_Task directions_
Scan the records below for the word "frame" and give only the number of lines that hold it.

_Supplied records_
◇ ◇ ◇ ◇ ◇

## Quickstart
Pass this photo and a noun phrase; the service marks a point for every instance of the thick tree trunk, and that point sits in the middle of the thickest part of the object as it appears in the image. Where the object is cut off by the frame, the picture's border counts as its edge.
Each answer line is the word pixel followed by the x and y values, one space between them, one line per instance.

◇ ◇ ◇ ◇ ◇

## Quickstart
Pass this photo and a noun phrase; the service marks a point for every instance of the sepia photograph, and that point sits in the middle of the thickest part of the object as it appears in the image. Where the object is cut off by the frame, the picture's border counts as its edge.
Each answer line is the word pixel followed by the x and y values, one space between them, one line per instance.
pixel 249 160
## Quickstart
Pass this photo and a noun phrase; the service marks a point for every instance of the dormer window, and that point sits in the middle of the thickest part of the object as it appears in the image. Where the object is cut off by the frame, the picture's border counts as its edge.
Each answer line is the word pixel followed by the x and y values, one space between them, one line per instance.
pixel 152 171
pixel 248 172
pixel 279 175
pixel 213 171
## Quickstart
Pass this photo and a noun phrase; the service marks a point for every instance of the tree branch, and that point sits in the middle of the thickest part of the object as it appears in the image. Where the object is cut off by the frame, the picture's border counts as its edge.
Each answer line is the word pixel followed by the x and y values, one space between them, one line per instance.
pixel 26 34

◇ ◇ ◇ ◇ ◇

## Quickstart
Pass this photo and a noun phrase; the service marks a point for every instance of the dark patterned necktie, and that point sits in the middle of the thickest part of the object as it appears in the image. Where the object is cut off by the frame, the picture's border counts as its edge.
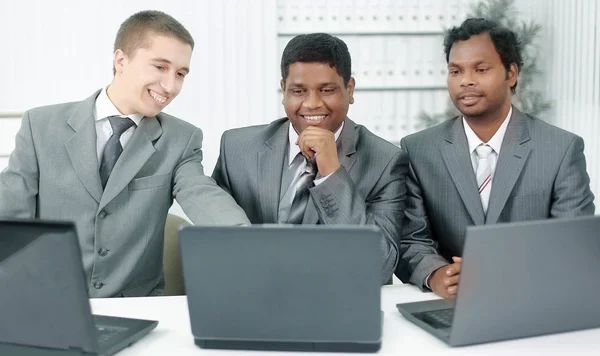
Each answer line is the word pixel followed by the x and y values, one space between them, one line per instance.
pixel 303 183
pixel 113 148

◇ ◇ ◇ ◇ ◇

_Task output_
5